Point labeling examples:
= = =

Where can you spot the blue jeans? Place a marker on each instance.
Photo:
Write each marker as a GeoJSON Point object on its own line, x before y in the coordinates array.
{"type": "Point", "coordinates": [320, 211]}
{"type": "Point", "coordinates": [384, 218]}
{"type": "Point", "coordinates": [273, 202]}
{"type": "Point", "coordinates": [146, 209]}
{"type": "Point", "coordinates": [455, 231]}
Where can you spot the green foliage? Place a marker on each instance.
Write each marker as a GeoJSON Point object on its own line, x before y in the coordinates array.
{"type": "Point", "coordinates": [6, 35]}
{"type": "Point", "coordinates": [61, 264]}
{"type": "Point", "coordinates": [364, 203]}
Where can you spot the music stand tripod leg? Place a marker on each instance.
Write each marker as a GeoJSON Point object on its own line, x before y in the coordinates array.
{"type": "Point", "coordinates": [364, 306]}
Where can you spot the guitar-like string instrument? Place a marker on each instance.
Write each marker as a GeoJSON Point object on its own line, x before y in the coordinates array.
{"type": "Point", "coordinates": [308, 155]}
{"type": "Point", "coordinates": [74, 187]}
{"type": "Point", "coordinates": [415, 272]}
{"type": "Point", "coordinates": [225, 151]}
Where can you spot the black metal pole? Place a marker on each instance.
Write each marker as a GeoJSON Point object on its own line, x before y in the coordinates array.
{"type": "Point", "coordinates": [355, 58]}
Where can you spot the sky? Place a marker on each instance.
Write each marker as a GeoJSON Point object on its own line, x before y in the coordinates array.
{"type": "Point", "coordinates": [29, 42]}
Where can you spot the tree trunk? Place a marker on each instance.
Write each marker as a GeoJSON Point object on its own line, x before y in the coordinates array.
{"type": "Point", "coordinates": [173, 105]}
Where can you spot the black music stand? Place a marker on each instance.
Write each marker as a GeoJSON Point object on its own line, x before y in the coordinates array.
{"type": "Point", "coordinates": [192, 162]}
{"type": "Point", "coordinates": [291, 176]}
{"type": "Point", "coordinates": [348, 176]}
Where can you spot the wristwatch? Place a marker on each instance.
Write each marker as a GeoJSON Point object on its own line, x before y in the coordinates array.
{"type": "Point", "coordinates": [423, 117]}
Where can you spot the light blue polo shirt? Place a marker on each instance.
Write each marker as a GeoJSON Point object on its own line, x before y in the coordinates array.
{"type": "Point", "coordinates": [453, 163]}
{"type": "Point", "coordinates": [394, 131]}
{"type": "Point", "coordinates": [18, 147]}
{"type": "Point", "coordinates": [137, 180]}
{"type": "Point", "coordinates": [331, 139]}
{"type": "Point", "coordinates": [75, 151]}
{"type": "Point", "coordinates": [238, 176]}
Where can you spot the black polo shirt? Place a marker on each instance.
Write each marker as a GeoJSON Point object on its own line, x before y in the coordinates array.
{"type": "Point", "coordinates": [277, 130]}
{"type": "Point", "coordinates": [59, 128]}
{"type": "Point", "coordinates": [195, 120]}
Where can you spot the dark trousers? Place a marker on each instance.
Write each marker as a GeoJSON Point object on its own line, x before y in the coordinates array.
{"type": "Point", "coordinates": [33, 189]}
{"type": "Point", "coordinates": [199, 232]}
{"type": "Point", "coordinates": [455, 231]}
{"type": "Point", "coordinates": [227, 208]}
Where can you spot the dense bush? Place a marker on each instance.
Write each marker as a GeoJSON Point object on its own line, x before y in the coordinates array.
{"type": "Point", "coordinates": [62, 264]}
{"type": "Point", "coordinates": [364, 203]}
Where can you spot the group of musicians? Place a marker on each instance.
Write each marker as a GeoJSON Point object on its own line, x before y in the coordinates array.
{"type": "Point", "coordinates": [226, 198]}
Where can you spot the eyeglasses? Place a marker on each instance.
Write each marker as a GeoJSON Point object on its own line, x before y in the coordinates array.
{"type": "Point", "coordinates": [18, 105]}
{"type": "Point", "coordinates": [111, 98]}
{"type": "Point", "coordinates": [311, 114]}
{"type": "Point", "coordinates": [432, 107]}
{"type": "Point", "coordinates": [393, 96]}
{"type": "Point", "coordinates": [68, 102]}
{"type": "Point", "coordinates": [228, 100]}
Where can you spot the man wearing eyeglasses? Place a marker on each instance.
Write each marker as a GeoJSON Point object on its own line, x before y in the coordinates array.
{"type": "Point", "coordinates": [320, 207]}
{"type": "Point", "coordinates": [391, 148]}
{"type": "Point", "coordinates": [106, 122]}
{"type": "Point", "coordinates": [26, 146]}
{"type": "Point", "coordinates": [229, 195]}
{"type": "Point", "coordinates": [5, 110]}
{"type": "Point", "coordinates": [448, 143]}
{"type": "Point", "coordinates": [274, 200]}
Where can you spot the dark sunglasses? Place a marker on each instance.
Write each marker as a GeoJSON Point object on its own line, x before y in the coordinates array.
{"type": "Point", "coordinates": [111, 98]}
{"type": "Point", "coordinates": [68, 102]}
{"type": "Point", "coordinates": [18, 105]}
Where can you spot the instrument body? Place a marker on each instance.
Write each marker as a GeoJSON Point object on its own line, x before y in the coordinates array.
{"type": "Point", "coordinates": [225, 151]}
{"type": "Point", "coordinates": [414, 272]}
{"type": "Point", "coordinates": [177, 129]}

= = =

▸ Work instructions
Restate the listing in full, word for word.

▸ Response to this task
Where can you spot the blue jeans? Place a marker on each instance.
Photo:
Write each marker as a GeoJSON Point object on its own line, x before y in the coordinates array.
{"type": "Point", "coordinates": [320, 211]}
{"type": "Point", "coordinates": [384, 218]}
{"type": "Point", "coordinates": [273, 202]}
{"type": "Point", "coordinates": [146, 209]}
{"type": "Point", "coordinates": [455, 231]}
Where can you spot the green foliage? Place a marker on each instance.
Write each marker as a GeoJSON Point object on its own line, x before y in the coordinates array.
{"type": "Point", "coordinates": [6, 35]}
{"type": "Point", "coordinates": [61, 264]}
{"type": "Point", "coordinates": [364, 203]}
Where can you spot the music stand tripod leg? Place a marker on each instance.
Write each marker as a GeoJSON Point object on its own line, x before y in the coordinates array.
{"type": "Point", "coordinates": [364, 306]}
Where can you spot the guitar-like string instrument? Place a marker on each instance.
Write each marker as a GeoJSON Point object on its own line, x before y in the coordinates array.
{"type": "Point", "coordinates": [308, 155]}
{"type": "Point", "coordinates": [74, 187]}
{"type": "Point", "coordinates": [415, 272]}
{"type": "Point", "coordinates": [225, 151]}
Where can you spot the black metal pole? Place a marker on each instance.
Write each marker as a GeoJSON Point object on its own line, x before y in the coordinates array.
{"type": "Point", "coordinates": [355, 58]}
Where can you spot the sky? Place a marker on each instance.
Write each marker as a GeoJSON Point object on its own line, x before y in the coordinates array.
{"type": "Point", "coordinates": [29, 42]}
Where can you spot the tree trunk? Place a marker on each instance.
Write each marker as a GeoJSON Point object on its own line, x before y in the coordinates array.
{"type": "Point", "coordinates": [173, 105]}
Where can you spot the black music stand? Place a marker on each instance.
Write each marker as a GeoJSON Point object on its own line, x before y in the coordinates array.
{"type": "Point", "coordinates": [192, 162]}
{"type": "Point", "coordinates": [291, 176]}
{"type": "Point", "coordinates": [348, 176]}
Where can you spot the wristwatch? Place a marker on each instance.
Write each marker as a GeoJSON Point object on its own line, x before y in the coordinates array.
{"type": "Point", "coordinates": [423, 117]}
Where can you spot the light blue polo shirt? Place a marker on each instance.
Write each marker as a GeoJSON Point object on its own line, x before y in the coordinates array.
{"type": "Point", "coordinates": [453, 163]}
{"type": "Point", "coordinates": [394, 131]}
{"type": "Point", "coordinates": [18, 147]}
{"type": "Point", "coordinates": [137, 180]}
{"type": "Point", "coordinates": [331, 139]}
{"type": "Point", "coordinates": [75, 151]}
{"type": "Point", "coordinates": [238, 176]}
Where can you spot the black polo shirt? Place a marker on each instance.
Write each marker as a GeoJSON Point object on its own line, x before y in the coordinates array.
{"type": "Point", "coordinates": [277, 130]}
{"type": "Point", "coordinates": [59, 128]}
{"type": "Point", "coordinates": [195, 120]}
Where can you spot the dark trousers? Place a marker on each instance.
Write each marker as a GeoJSON Point object on its own line, x before y in the coordinates array.
{"type": "Point", "coordinates": [33, 189]}
{"type": "Point", "coordinates": [199, 232]}
{"type": "Point", "coordinates": [455, 231]}
{"type": "Point", "coordinates": [227, 208]}
Where can you spot the dense bush? Place a marker on each instance.
Write each marker as a GeoJSON Point object on its own line, x before y in the coordinates array.
{"type": "Point", "coordinates": [62, 264]}
{"type": "Point", "coordinates": [364, 203]}
Where can you spot the group of musicians? Place a marker on each instance.
Write each marker as a GeoJSON Point object on its own line, x before y in the coordinates array.
{"type": "Point", "coordinates": [226, 198]}
Where can you spot the eyeglasses? Place a marker on each instance.
Write each marker as a GeoJSON Point object on its own line, x before y in the coordinates array.
{"type": "Point", "coordinates": [18, 105]}
{"type": "Point", "coordinates": [111, 98]}
{"type": "Point", "coordinates": [311, 114]}
{"type": "Point", "coordinates": [432, 107]}
{"type": "Point", "coordinates": [393, 96]}
{"type": "Point", "coordinates": [68, 102]}
{"type": "Point", "coordinates": [228, 100]}
Where can you spot the man wearing eyeglasses? Place a marker on each instance.
Write each marker as a GeoJSON Point object on its own line, x before y in the coordinates array.
{"type": "Point", "coordinates": [320, 207]}
{"type": "Point", "coordinates": [391, 148]}
{"type": "Point", "coordinates": [106, 122]}
{"type": "Point", "coordinates": [26, 146]}
{"type": "Point", "coordinates": [229, 195]}
{"type": "Point", "coordinates": [5, 110]}
{"type": "Point", "coordinates": [448, 143]}
{"type": "Point", "coordinates": [274, 200]}
Where can you spot the dark sunglasses? Place a marker on each instance.
Write each marker as a GeoJSON Point object on its own line, x before y in the coordinates array.
{"type": "Point", "coordinates": [111, 98]}
{"type": "Point", "coordinates": [68, 102]}
{"type": "Point", "coordinates": [18, 105]}
Where can you spot the instrument body? Place a marker on each instance.
Write each marker as a GeoJSON Point object on its own line, x before y in the coordinates array.
{"type": "Point", "coordinates": [225, 151]}
{"type": "Point", "coordinates": [414, 272]}
{"type": "Point", "coordinates": [177, 129]}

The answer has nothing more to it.